Texte à lire.
Le violon crisse, l’ukulele craquette, les puces dansent, grimpées
sur des échasses-allumettes… La musique du Penguin Cafe Orchestra s’échappe de la
bouteille et fait l’effet d’un élixir : malgré son animal fétiche des pays
froids, elle réchauffe instantanément le cœur et apporte une joie
communicative.
Simon Jeffes, compositeur et multi-intrumentiste, fondateur
du Penguin Cafe Orchestra, naît en
Angleterre, dans le Sussex, en 1949. Il commence à jouer de la guitare à l’âge
de 13 ans, suit des études de musique classique, délaisse assez rapidement cet
enseignement académique pour se tourner vers des domaines plus expérimentaux,
mais là aussi, il se sent contraint dans un autre genre, qu’il estime trop
cérébral, et cherche de nouvelles voies. En 1972, il commence à s’intéresser à
la musique ethnique, africaine notamment, que lui fait découvrir un ami.
Là-dessus, il s’expliquera :
Je ne voulais pas aller en
Afrique ou jouer d’instruments africains ou bien avoir un son africain… Ce qui
m’a immédiatement frappé dans cette musique, c’est une joie, une simplicité et une
pureté qui allaient droit au cœur et aux tripes.

Consignes.
A: D'après l'extrait sur le Penguin Cafe Orchestra, pourquoi Simon Jeffes ne reste-t-il pas non plus dans les domaines expérimentaux ? Répondez en une à trois phrases.
B: Recopiez le passage de l'extrait sur le Penguin Cafe Orchestra qui commence aux mots « Simon Jeffes, compositeur » et s'arrête après « et aux tripes. ».

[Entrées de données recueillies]
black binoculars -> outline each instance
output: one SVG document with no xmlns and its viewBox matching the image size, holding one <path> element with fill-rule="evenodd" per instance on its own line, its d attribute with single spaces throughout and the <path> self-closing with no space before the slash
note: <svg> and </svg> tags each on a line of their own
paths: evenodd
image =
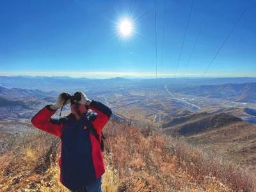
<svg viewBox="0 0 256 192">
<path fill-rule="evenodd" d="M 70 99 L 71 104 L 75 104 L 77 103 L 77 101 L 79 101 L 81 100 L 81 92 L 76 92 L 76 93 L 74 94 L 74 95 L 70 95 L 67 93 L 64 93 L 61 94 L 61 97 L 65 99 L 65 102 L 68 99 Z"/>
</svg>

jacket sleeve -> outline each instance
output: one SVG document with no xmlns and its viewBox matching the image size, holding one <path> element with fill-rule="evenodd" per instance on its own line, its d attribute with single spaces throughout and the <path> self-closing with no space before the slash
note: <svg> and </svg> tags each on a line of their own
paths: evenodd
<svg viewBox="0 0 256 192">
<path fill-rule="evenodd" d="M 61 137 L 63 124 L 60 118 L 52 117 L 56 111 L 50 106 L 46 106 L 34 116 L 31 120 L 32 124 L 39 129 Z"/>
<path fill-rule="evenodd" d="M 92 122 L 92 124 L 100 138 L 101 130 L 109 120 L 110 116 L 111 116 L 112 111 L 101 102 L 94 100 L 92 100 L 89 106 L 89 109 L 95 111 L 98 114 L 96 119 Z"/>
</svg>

Corrigé des exercices.
A: Il s'y sent contraint dans un autre genre, qu'il juge trop cérébral. Il cherche donc de nouvelles voies.

B:
Simon Jeffes, compositeur et multi-intrumentiste, fondateur
du Penguin Cafe Orchestra, naît en
Angleterre, dans le Sussex, en 1949. Il commence à jouer de la guitare à l’âge
de 13 ans, suit des études de musique classique, délaisse assez rapidement cet
enseignement académique pour se tourner vers des domaines plus expérimentaux,
mais là aussi, il se sent contraint dans un autre genre, qu’il estime trop
cérébral, et cherche de nouvelles voies. En 1972, il commence à s’intéresser à
la musique ethnique, africaine notamment, que lui fait découvrir un ami.
Là-dessus, il s’expliquera :
Je ne voulais pas aller en
Afrique ou jouer d’instruments africains ou bien avoir un son africain… Ce qui
m’a immédiatement frappé dans cette musique, c’est une joie, une simplicité et une
pureté qui allaient droit au cœur et aux tripes.